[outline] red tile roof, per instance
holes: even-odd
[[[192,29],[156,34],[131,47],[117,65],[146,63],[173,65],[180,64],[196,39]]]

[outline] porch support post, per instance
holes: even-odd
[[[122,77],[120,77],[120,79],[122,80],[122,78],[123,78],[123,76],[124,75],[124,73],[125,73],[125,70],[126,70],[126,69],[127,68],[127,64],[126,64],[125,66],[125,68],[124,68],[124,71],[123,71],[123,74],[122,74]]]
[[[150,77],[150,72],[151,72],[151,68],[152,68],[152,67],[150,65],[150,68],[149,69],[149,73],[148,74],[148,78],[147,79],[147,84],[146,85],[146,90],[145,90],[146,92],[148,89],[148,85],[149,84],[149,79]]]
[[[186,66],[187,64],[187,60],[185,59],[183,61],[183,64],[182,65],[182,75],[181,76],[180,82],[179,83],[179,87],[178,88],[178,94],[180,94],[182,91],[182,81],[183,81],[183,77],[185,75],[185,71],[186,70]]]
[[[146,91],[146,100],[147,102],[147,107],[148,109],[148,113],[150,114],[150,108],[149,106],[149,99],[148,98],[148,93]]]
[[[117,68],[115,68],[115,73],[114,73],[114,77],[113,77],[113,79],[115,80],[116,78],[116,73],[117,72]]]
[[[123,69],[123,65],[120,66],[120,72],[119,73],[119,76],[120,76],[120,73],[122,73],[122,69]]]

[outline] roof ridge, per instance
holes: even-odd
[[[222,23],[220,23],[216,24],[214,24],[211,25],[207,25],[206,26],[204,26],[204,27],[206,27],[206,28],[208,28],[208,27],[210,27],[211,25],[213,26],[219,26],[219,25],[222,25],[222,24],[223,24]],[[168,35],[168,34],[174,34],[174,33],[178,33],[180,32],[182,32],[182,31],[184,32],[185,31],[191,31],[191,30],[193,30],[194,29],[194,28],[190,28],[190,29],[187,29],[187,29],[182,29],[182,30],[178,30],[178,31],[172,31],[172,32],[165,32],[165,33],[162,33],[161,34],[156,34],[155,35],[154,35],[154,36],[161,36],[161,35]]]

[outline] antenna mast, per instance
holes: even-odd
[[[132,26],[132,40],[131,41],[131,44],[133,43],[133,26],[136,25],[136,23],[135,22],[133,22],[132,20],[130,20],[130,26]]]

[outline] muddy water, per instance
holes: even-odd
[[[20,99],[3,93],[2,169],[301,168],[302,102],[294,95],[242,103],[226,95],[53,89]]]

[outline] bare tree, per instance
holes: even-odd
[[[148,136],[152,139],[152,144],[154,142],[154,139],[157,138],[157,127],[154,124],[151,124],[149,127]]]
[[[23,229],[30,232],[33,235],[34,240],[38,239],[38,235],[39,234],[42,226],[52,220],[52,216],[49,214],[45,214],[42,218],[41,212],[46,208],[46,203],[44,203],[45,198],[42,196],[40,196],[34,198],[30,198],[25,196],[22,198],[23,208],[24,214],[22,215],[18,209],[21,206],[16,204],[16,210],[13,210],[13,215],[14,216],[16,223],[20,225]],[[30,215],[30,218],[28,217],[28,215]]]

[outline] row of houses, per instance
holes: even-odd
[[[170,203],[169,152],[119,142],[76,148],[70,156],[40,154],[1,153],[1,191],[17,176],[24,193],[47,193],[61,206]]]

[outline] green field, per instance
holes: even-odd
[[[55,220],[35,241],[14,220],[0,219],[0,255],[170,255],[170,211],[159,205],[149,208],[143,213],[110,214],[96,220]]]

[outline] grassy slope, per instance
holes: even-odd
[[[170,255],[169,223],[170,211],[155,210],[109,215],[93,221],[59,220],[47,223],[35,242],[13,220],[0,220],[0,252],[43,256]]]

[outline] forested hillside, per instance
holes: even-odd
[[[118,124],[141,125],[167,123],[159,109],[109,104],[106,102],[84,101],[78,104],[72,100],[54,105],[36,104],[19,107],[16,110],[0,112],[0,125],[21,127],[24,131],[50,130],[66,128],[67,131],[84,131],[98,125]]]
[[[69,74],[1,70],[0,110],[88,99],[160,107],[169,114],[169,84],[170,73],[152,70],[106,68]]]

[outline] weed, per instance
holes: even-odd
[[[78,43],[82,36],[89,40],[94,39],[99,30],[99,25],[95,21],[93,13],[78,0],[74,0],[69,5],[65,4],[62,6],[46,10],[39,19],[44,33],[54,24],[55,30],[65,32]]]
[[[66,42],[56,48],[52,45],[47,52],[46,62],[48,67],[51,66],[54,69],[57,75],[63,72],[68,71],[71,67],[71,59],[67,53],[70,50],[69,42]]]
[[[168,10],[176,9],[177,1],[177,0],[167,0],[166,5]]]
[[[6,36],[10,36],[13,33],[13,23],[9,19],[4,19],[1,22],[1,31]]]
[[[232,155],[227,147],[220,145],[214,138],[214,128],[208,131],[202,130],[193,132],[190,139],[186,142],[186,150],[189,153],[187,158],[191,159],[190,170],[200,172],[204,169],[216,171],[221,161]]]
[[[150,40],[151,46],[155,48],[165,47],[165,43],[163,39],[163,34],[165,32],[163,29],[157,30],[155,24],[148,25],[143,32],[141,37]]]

^^^^

Task to carry out :: Swap "bare tree" for "leafless tree" in the records above and write out every record again with nothing else altered.

Full solution ::
[outline] red tile roof, per instance
holes: even-odd
[[[192,29],[156,34],[131,47],[117,65],[146,63],[173,65],[180,64],[196,39]]]

[outline] porch support post, per instance
holes: even-odd
[[[122,77],[120,77],[120,79],[122,80],[122,78],[123,78],[123,76],[124,75],[124,73],[125,73],[125,70],[126,70],[126,69],[127,68],[127,64],[126,64],[125,66],[125,68],[124,68],[124,71],[123,71],[123,74],[122,74]]]
[[[150,77],[150,72],[151,72],[151,68],[152,68],[152,67],[150,65],[150,68],[149,69],[149,73],[148,74],[148,78],[147,79],[147,84],[146,85],[146,90],[145,90],[146,92],[148,89],[148,85],[149,84],[149,79]]]
[[[186,66],[187,64],[187,60],[185,59],[183,61],[183,64],[182,65],[182,75],[181,76],[180,82],[179,83],[179,87],[178,88],[178,94],[180,94],[182,91],[182,81],[183,81],[183,77],[185,75],[185,71],[186,70]]]
[[[146,91],[146,100],[147,102],[147,107],[148,109],[148,113],[150,114],[150,108],[149,106],[149,99],[148,98],[148,93]]]
[[[117,68],[115,68],[115,73],[114,73],[114,77],[113,77],[113,79],[115,80],[116,78],[116,73],[117,72]]]
[[[123,69],[123,65],[120,66],[120,72],[119,73],[119,76],[120,76],[120,73],[122,73],[122,69]]]

[outline] roof ridge, per instance
holes: even-odd
[[[222,23],[220,23],[216,24],[214,24],[211,25],[207,25],[206,26],[204,26],[204,27],[206,27],[206,28],[208,28],[208,27],[210,27],[211,25],[213,26],[219,26],[219,25],[222,25],[222,24],[223,24]],[[168,35],[168,34],[174,34],[174,33],[178,33],[180,32],[182,32],[182,31],[184,32],[185,31],[191,31],[191,30],[193,30],[194,29],[194,28],[190,28],[190,29],[187,29],[187,29],[182,29],[182,30],[178,30],[178,31],[172,31],[172,32],[165,32],[165,33],[162,33],[161,34],[156,34],[155,35],[154,35],[154,36],[161,36],[161,35]]]

[outline] antenna mast, per instance
holes: even-odd
[[[132,26],[132,40],[131,41],[131,44],[133,43],[133,26],[136,25],[136,23],[135,22],[133,22],[132,20],[130,20],[130,26]]]

[outline] muddy water, per instance
holes: even-odd
[[[20,99],[3,93],[2,169],[301,168],[302,102],[294,95],[242,103],[226,95],[53,89]]]

[outline] leafless tree, per instance
holes: even-odd
[[[148,136],[152,139],[152,144],[154,142],[154,139],[157,138],[157,127],[154,124],[151,124],[149,127]]]
[[[23,229],[30,232],[33,235],[34,240],[38,239],[38,235],[39,234],[42,226],[52,220],[52,216],[49,214],[45,214],[42,218],[41,212],[46,208],[46,203],[44,203],[45,198],[42,196],[40,196],[34,198],[30,198],[25,196],[22,198],[23,208],[24,214],[22,215],[18,209],[21,206],[16,204],[16,210],[13,210],[13,215],[14,216],[16,223],[20,225]],[[30,215],[30,218],[28,217],[28,215]]]

[outline] row of houses, per instance
holes: even-odd
[[[170,203],[169,152],[119,142],[76,148],[70,156],[40,154],[1,153],[1,191],[17,176],[24,193],[47,193],[61,206]]]

[outline] green field, per instance
holes: even-odd
[[[55,220],[35,241],[14,220],[0,219],[0,255],[170,255],[170,211],[159,205],[149,208],[143,213],[110,214],[96,220]]]

[outline] grassy slope, per instance
holes: even-odd
[[[170,255],[169,223],[170,211],[155,210],[109,215],[93,221],[59,220],[47,223],[35,242],[13,220],[0,220],[0,252],[43,256]]]

[outline] forested hillside, per instance
holes: even-odd
[[[118,124],[141,125],[167,123],[159,109],[109,104],[106,102],[84,101],[78,104],[72,100],[54,105],[36,104],[19,107],[16,110],[0,112],[0,125],[21,127],[24,131],[50,130],[66,128],[67,131],[84,131],[98,125]]]
[[[69,74],[1,70],[0,110],[88,99],[160,107],[169,114],[169,84],[170,73],[152,70],[106,68]]]

[outline] weed, per instance
holes: even-odd
[[[78,43],[82,36],[89,40],[94,39],[99,30],[99,25],[95,21],[93,13],[78,0],[74,0],[69,5],[65,4],[62,6],[46,10],[39,19],[44,33],[54,24],[55,30],[65,32]]]
[[[66,42],[56,48],[52,45],[47,52],[46,62],[48,67],[51,66],[54,69],[57,75],[63,72],[68,71],[71,67],[71,59],[67,53],[70,50],[69,42]]]
[[[168,10],[176,9],[177,1],[177,0],[167,0],[166,5]]]
[[[6,36],[10,36],[13,33],[13,23],[9,19],[4,19],[1,22],[1,31]]]
[[[232,155],[227,147],[220,145],[214,138],[214,128],[208,131],[202,130],[193,132],[190,139],[186,142],[186,150],[189,153],[187,158],[191,159],[190,170],[200,172],[204,169],[216,171],[221,161]]]
[[[150,40],[151,46],[155,48],[165,47],[165,43],[163,39],[163,34],[165,32],[163,29],[157,30],[155,24],[148,25],[143,32],[141,37]]]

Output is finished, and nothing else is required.